§ Polecenie A
Streść krócej akapit tekstu o HONORIS zaczynający się od słów „Wicemistrzostwo to jednak”, zachowując jego główne fakty.
§ Polecenie B
Wypisz wszystkie imiona i pseudonimy osób, które pojawiają się w tekście o HONORIS.

§ Dokument

◆ ◆ ◆ ◆

Wicemistrzostwo to jednak fenomenalny rezultat i jak dotychczas największy sukces w rocznej historii HONORIS. Sam TaZ skomentował to w następujący sposób: “Zaczynając ten projekt wspólnie z Filipem, moim głównym celem było szukanie młodych, nieznanych graczy i osiągnięcie z nimi sukcesów, które mogłyby być natchnieniem dla innych. Czy wcześniej ktoś z Was słyszał ksywki – Grucha czy reiko? Azizz też nie miał zaufania w AGO i grał w drugiej dywizji. A dzisiaj chłopaki grali jak równy z równym na projekt, w który inwestowane są miliony. Jak dla mnie, to jest właśnie ta inspiracja… jeżeli jesteście w stanie uwierzyć w siebie i pracować nad doskonaleniem swoich umiejętności, to sukces będzie na wyciągnięcie ręki. Czasami ponosimy porażki, bez których nie możemy się doskonalić. Sukces jest zaledwie zwieńczeniem dobrze przepracowanych niepowodzeń, to w nich zawsze jest największa lekcja. Stawiajcie sobie wielkie cele, wierzcie w nie, a porażki nauczą Was jak tam dotrzeć“. Trzeba przyznać, że Wiktor dobrze prawi.

◆ ◆ ◆ ◆

§ Wykaz danych
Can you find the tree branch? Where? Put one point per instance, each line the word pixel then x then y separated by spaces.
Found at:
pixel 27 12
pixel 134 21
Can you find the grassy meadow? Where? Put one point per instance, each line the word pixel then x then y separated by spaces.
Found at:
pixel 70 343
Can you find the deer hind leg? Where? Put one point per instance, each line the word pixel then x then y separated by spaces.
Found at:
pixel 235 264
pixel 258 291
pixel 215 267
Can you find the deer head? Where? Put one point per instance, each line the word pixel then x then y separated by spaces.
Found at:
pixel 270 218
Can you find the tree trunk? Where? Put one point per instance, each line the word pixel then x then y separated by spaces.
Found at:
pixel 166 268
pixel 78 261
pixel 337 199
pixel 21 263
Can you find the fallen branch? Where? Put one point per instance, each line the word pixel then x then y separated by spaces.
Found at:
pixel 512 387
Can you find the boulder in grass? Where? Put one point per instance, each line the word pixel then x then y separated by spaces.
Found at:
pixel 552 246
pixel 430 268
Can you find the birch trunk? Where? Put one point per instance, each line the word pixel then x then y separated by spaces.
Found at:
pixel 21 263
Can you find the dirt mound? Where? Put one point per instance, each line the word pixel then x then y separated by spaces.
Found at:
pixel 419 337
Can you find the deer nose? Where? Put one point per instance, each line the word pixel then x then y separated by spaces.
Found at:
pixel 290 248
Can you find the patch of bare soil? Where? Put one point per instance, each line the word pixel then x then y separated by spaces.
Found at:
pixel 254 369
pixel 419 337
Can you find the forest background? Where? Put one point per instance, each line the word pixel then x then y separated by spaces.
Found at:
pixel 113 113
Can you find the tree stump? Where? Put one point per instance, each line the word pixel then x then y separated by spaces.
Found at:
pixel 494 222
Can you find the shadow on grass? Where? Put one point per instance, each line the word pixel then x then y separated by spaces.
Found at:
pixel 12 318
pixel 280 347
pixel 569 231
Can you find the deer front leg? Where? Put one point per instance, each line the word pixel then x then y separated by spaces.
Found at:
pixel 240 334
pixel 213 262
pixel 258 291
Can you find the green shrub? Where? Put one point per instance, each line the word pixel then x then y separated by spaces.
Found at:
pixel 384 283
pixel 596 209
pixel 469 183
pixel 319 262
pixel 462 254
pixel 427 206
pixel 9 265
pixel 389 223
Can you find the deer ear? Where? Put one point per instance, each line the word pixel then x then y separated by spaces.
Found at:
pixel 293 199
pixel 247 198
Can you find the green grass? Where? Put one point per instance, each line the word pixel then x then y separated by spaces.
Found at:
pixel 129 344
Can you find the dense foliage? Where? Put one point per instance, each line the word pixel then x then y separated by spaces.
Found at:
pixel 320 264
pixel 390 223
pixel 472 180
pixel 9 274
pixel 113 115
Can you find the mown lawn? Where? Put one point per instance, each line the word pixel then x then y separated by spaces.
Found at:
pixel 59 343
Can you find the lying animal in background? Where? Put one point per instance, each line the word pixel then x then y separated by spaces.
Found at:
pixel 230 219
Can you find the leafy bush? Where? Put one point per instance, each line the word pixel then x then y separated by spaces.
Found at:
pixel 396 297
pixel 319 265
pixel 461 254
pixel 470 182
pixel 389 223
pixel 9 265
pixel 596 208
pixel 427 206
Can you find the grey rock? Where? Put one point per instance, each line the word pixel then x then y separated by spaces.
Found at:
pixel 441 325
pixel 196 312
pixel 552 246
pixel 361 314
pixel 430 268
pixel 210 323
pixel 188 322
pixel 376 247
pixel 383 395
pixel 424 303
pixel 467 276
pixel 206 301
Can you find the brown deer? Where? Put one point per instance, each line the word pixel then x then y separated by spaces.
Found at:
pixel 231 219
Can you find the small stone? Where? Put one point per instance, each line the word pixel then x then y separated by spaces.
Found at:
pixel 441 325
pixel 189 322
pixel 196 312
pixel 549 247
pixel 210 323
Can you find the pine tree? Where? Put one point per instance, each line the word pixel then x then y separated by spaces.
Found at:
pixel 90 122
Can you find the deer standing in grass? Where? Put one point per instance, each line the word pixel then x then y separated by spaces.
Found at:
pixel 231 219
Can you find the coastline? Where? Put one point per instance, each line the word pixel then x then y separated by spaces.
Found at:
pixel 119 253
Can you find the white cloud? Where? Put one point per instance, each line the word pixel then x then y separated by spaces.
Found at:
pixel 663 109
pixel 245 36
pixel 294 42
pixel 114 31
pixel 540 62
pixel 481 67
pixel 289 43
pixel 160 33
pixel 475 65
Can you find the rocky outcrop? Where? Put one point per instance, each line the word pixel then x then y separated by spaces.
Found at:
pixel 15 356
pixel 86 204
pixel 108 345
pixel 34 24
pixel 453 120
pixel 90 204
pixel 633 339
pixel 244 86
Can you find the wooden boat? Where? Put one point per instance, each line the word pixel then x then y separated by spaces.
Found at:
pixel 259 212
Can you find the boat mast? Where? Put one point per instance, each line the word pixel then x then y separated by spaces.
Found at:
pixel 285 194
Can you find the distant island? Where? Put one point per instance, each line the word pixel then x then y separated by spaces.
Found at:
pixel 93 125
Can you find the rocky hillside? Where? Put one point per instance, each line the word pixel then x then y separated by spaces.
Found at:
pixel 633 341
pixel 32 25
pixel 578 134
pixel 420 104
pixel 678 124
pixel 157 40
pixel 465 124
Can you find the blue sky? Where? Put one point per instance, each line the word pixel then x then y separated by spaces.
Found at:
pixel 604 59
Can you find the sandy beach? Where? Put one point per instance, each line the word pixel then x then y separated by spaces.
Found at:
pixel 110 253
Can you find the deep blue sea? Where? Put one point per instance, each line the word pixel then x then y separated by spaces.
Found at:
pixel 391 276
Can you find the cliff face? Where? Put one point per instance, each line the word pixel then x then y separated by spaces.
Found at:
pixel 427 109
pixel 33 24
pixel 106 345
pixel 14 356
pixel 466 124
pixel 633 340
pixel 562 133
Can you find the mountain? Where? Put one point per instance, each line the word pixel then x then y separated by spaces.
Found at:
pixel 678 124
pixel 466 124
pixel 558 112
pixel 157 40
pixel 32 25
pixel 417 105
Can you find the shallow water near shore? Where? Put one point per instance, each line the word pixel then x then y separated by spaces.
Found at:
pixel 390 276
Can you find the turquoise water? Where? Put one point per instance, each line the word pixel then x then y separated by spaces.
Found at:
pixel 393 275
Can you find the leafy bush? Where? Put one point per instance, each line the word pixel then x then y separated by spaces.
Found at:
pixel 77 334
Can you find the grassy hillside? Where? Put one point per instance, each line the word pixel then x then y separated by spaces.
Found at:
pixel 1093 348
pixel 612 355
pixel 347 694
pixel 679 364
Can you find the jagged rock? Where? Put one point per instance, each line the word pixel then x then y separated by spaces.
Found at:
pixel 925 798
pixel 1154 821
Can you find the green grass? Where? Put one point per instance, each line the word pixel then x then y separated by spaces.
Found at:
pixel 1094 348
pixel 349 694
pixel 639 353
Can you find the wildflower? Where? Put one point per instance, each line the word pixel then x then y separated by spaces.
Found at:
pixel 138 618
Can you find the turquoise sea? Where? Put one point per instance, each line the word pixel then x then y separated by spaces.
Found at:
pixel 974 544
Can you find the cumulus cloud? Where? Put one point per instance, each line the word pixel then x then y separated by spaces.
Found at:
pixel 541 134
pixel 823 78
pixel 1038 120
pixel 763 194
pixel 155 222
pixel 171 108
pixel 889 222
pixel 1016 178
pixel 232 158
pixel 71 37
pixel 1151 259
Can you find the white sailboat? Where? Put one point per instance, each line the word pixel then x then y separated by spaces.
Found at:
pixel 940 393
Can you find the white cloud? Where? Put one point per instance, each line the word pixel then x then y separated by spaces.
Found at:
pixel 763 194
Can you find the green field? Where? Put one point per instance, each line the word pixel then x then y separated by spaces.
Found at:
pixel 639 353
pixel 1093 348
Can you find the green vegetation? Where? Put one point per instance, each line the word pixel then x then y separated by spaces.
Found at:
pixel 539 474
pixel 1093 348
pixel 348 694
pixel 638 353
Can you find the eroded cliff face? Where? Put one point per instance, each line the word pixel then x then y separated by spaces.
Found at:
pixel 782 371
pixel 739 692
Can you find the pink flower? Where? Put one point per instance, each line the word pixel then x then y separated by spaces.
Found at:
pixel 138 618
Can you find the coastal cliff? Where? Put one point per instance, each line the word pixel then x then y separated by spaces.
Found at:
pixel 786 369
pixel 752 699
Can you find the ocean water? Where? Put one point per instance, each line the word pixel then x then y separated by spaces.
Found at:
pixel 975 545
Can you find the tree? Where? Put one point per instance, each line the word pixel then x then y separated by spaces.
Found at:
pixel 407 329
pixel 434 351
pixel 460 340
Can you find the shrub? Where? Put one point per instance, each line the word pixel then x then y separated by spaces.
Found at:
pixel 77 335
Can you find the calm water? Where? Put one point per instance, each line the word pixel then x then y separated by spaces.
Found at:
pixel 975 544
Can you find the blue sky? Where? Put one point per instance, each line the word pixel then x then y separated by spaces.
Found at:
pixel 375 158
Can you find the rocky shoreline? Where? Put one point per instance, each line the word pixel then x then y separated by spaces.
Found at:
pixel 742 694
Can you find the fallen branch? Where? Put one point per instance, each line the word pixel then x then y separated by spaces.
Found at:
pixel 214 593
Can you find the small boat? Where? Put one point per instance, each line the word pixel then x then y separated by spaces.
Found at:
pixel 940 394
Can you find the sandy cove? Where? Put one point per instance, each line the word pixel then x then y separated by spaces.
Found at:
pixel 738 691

◆ ◆ ◆ ◆

§ Poprawny wynik A
Wicemistrzostwo to największy sukces w rocznej historii HONORIS. TaZ wyjaśnia, że zakładając projekt z Filipem, chciał szukać młodych, nieznanych graczy i osiągać z nimi sukcesy, które zainspirują innych. Mało kto znał wcześniej Gruchę czy reiko, a Azizz, któremu AGO nie ufało, grał w drugiej dywizji. Mimo to zespół grał jak równy z równym z projektem, w który inwestuje się miliony. Według TaZa wiara w siebie i praca nad umiejętnościami przybliżają sukces, a porażki są niezbędne, bo dają największą lekcję i uczą, jak osiągnąć wielkie cele. Autor przyznaje Wiktorowi rację.

§ Poprawny wynik B
TaZ, Filip, Grucha, reiko, Azizz, Wiktor